DOCUMENT PASSAGE:
American slave trader (~1806–1861)

Thomas B. Poindexter was an American slave trader and cotton planter. He had the highest net worth, , of the 34 active resident slave traders indexed as such in the 1860 New Orleans census, ahead of Jonathan M. Wilson and Bernard Kendig.

== Biography ==
Little is known about Poindexter's family of origin, but he reported that he was born about 1804 in Virginia. He was possibly born in Halifax, Virginia on June 17, 1804. He may be related to the Virginia Poindexter family that produced George Poindexter, an early Mississippi governor, and James Preston Poindexter, an abolitionist minister of Ohio.

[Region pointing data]

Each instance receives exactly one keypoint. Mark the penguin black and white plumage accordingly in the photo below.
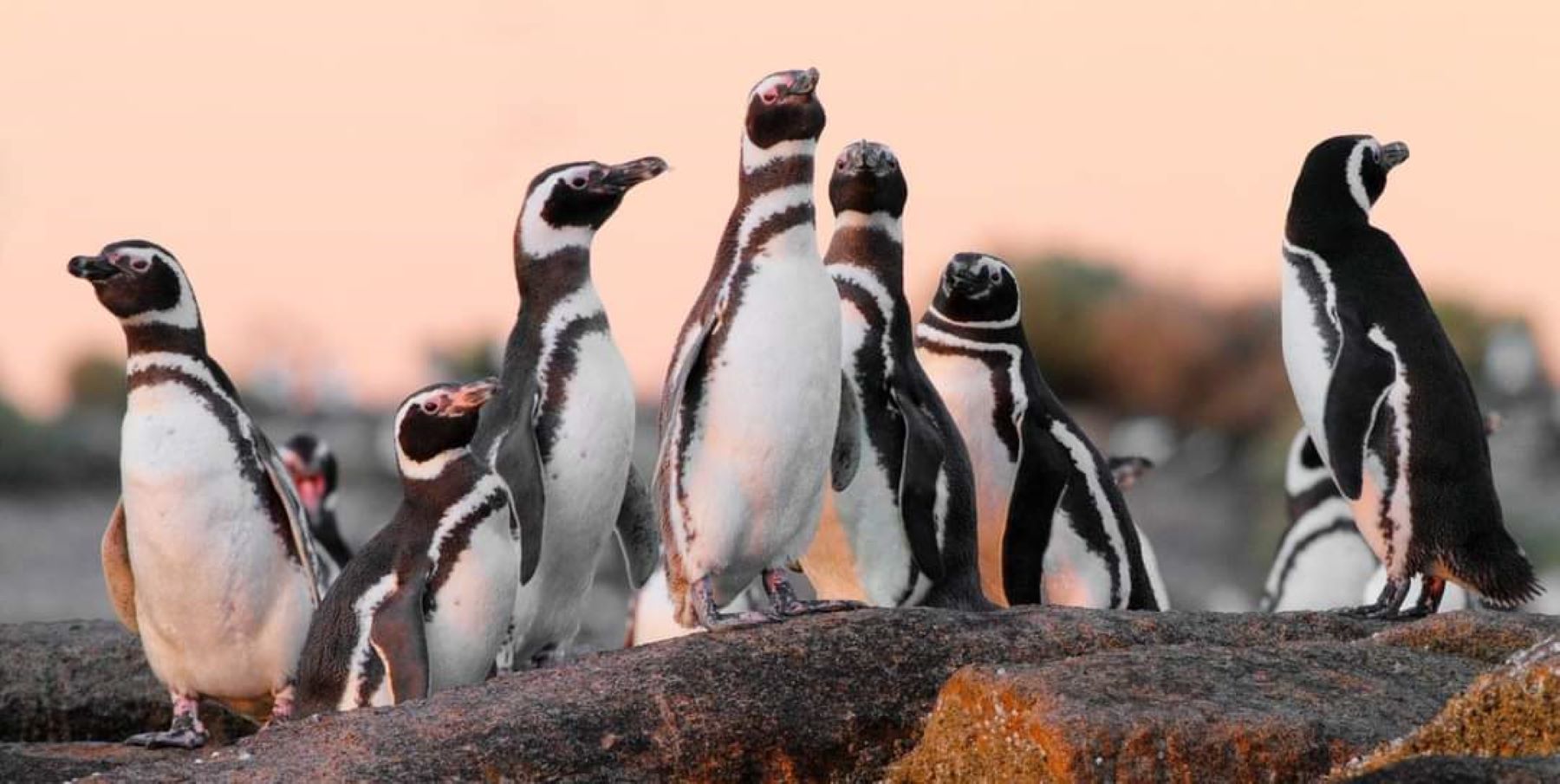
(561, 431)
(314, 471)
(428, 600)
(1323, 561)
(1052, 520)
(1382, 393)
(208, 555)
(908, 509)
(752, 393)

WHAT YOU SHOULD DO: Please continue the biography of slave trader Thomas B. Poindexter from the point where it stops.

RESULT:
=== Slave trading ===
In 1827, Thomas B. Poindexter of Huntsville, Alabama trafficked a 16-year-old black girl named Frances from Mobile, Alabama to New Orleans on the ship Columbia. Poindexter is listed as the "shipper" of slaves from Charleston, South Carolina, on the ship John David Mongin bound for Savannah, Georgia, in 1829. In 1834, Thomas B. Poindexter of Columbia, South Carolina, shipped nine people from Charleston to New Orleans on the ship Crawford: Paul, Harry, Frank, Bacchus, Jordan, Jupiter, Reuben, Hinney, Selina, all of whom were in the age range of 16 to 36 that slave traders marketed as "prime". In 1844 traders William H. Williams and Thomas B. Poindexter both used the Victorine to ship enslaved people from Baltimore to New Orleans. Poindexter shipped Thomas Williams, a 19-year-old black man, and the Hall family, consisting of Sylvester and Kitty Hall, ages 45 and 48; Milly, Sally, and Charity Hall, who were 19, 16, and 11 years old; and four-month-old John Hall, who was most likely Milly's son and Sylvester and Kitty's grandson. In 1847, Poindexter shipped five twentysomethings—Alfred, John Bennet, Amos, John, and Mary Ann—from Charleston to New Orleans on the Adelaide. In 1848 Poindexter and the Campbells used the ship Delaware to send slaves from Baltimore to New Orleans; Poindexter's name is associated with three people on the manifest: Willis Alexander, Charles Williams, and Clarissa Gross.

=== Cotton plantation ===
According to the U.S. Bureau of Land Management tract books, Thomas B. Poindexter purchased many tracts of land in the Oauchita District of Louisiana in the 1840s.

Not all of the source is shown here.